▸ WHAT IS BEING ASKED
Every entry below must be copied exactly, with nothing left out.

▸ SOURCE RECORDS
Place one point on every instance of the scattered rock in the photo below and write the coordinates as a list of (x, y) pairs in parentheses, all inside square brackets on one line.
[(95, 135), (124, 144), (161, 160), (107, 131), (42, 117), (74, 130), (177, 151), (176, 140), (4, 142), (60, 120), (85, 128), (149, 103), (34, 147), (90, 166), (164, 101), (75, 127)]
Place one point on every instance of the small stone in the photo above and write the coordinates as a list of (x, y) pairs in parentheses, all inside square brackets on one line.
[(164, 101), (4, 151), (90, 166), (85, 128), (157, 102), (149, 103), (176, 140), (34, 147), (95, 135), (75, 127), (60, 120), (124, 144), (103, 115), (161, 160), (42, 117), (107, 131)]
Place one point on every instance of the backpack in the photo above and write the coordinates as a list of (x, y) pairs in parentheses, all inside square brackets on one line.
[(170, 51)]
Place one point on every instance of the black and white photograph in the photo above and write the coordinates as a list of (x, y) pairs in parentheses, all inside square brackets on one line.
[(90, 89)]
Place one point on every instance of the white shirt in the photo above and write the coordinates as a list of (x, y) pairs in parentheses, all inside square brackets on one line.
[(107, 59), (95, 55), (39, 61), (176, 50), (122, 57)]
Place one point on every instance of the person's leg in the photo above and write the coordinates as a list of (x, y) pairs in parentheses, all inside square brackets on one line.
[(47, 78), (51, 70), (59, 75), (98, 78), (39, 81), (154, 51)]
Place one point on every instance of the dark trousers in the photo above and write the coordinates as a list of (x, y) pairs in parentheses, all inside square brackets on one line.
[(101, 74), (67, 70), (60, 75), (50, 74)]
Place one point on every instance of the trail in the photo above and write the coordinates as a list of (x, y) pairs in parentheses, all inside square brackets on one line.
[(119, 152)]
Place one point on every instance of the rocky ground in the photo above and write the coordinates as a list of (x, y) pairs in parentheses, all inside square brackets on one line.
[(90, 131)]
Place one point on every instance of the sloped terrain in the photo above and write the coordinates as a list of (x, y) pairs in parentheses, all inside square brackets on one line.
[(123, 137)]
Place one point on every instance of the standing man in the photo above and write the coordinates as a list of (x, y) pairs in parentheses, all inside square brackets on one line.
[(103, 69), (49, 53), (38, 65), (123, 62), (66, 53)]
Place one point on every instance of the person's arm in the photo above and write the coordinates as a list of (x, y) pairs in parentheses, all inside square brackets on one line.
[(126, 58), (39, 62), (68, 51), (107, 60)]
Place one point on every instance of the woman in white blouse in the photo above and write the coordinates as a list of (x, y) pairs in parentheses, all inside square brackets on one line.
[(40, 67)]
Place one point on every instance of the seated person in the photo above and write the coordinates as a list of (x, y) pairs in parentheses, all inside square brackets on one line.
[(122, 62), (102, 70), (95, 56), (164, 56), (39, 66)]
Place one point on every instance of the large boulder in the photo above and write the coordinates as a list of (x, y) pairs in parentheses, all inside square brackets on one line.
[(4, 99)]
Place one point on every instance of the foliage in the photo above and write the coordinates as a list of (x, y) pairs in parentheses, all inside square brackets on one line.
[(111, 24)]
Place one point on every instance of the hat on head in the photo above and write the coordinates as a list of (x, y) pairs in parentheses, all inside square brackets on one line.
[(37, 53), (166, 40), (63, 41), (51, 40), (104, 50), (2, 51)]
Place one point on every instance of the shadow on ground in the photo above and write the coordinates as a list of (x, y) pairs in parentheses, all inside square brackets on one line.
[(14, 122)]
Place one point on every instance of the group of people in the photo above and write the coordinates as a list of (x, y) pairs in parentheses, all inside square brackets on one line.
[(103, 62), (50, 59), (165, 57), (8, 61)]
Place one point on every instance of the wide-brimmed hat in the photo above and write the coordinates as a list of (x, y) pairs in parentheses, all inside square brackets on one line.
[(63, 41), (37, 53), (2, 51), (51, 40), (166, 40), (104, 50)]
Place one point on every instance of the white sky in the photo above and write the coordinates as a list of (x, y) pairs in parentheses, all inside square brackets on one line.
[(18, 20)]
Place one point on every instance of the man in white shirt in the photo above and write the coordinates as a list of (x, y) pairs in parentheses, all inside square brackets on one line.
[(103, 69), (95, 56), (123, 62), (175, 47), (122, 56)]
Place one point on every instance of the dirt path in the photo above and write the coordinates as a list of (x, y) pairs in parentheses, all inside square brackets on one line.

▸ TASK RESULT
Place one point on every instance of the scattered rock in the photo below and write the coordinates as a list of (x, y) pairs in parentheses, all inside square brackets on one line.
[(95, 135), (124, 144), (161, 160), (107, 131), (42, 117), (74, 130), (177, 151), (176, 140), (4, 142), (60, 120), (85, 128), (149, 103), (34, 147), (90, 166), (164, 101), (75, 127)]
Place one point on every instance of the small stone in the photo above and write the coordinates as a list of (x, y) pairs in parentheses, all inside square brackets on one line.
[(164, 101), (4, 151), (90, 166), (85, 128), (157, 102), (149, 103), (176, 140), (34, 147), (95, 135), (75, 127), (60, 120), (124, 144), (103, 115), (161, 160), (42, 117), (107, 131)]
Place one point on every instance of the backpack in the photo above and write the coordinates as a list of (x, y) pairs in parentheses, all inside square brackets on one line.
[(170, 51)]
Place one point on every instance of the black and white photograph in the photo above and write the coordinates as a list of (x, y) pairs in parentheses, all inside square brackets on one line.
[(90, 89)]
Place one point on every instance of the white shirt in the photo above and write the coordinates as a list of (x, y) pairs in parentheses, all inside square brackets on one line.
[(107, 59), (95, 55), (39, 61), (176, 50), (122, 57)]
Place one point on every instance of the person's leg in the photo above and write the coordinates as a list of (x, y) pairs in parentheses, all inside square brackets on one line.
[(47, 78), (51, 70), (59, 75), (98, 78), (39, 81), (154, 51)]
Place one point on every instance of the dark trousers in the photo above and write the coordinates as a list of (x, y) pairs in parentheses, all inside square brackets on one line.
[(101, 74), (67, 70), (60, 75), (50, 74)]
Place one point on every instance of the trail in the photo above and write the coordinates as a list of (x, y) pairs in parentheses, all inside square brackets on one line.
[(119, 152)]
Place one point on every instance of the rocky ground in the photo above and write the coordinates as a list of (x, y) pairs in parentheses, all inside square brackets on one line.
[(90, 131)]
Place one point on every instance of the sloped terrain in the photo above and write the coordinates as a list of (x, y) pairs in parentheses, all inside square brackets on one line.
[(123, 137)]
Place one point on every instance of the standing man in the photo above and write the coordinates as a list of (x, y) pairs in parentheses, all inside square brackets on one line.
[(103, 69), (49, 53), (38, 65), (123, 62), (66, 53)]
Place one point on every instance of the person's arm in the photo above and write the coordinates as a list of (x, y) pairs in parentheses, all inside square brackets on one line.
[(126, 58), (39, 62), (68, 51), (107, 60)]
Place one point on every instance of the woman in white blouse in the photo above and write the coordinates as a list of (x, y) pairs in parentheses, all inside square brackets on one line.
[(40, 67)]
Place one point on every instance of the seated person in the photo above and write the coordinates as a list of (x, y) pairs in parentheses, all inside square brackets on one line.
[(122, 62), (102, 70), (95, 56), (164, 56), (39, 66)]
Place one point on every instance of the large boulder in the photo above and write the coordinates as a list of (x, y) pairs in parentheses, all inside square brackets on one line.
[(4, 99)]
Place one point on every instance of the foliage in the photo above and write the coordinates as a list of (x, y) pairs in parentheses, all inside square brackets on one line.
[(111, 24)]
Place one point on every instance of the hat on head in the photo above and write the coordinates as a list of (x, y) pairs in parentheses, all inside square brackets on one line.
[(37, 53), (166, 40), (63, 41), (51, 40), (104, 50), (2, 51)]
Place one point on every instance of the shadow on ground in the photo above and write the coordinates as a list of (x, y) pairs in parentheses, all inside square brackets on one line.
[(14, 122)]
Place one point on every instance of the group of people in the photo above and write the coordinates as a list of (x, y) pairs in parentheses, all inside square brackets on one line.
[(103, 62), (50, 59), (165, 57), (8, 61)]
Place one point on every instance of the wide-brimmed hat in the photo above and write the coordinates as a list of (x, y) pairs in parentheses, all inside square brackets on one line.
[(63, 41), (37, 53), (2, 51), (51, 40), (166, 40), (104, 50)]
Place one point on every instance of the white sky in the photo above and write the coordinates as a list of (x, y) pairs in parentheses, all inside square brackets on one line.
[(18, 20)]
Place one point on every instance of the man in white shirt in the photo above and write the coordinates as a list of (x, y) pairs in parentheses, all inside square brackets on one line.
[(103, 69), (95, 56), (123, 62), (175, 47), (122, 56)]
Place one point on every instance of the dirt path in the photo above and write the coordinates as a list of (x, y) pairs in parentheses, all inside square brackets on one line.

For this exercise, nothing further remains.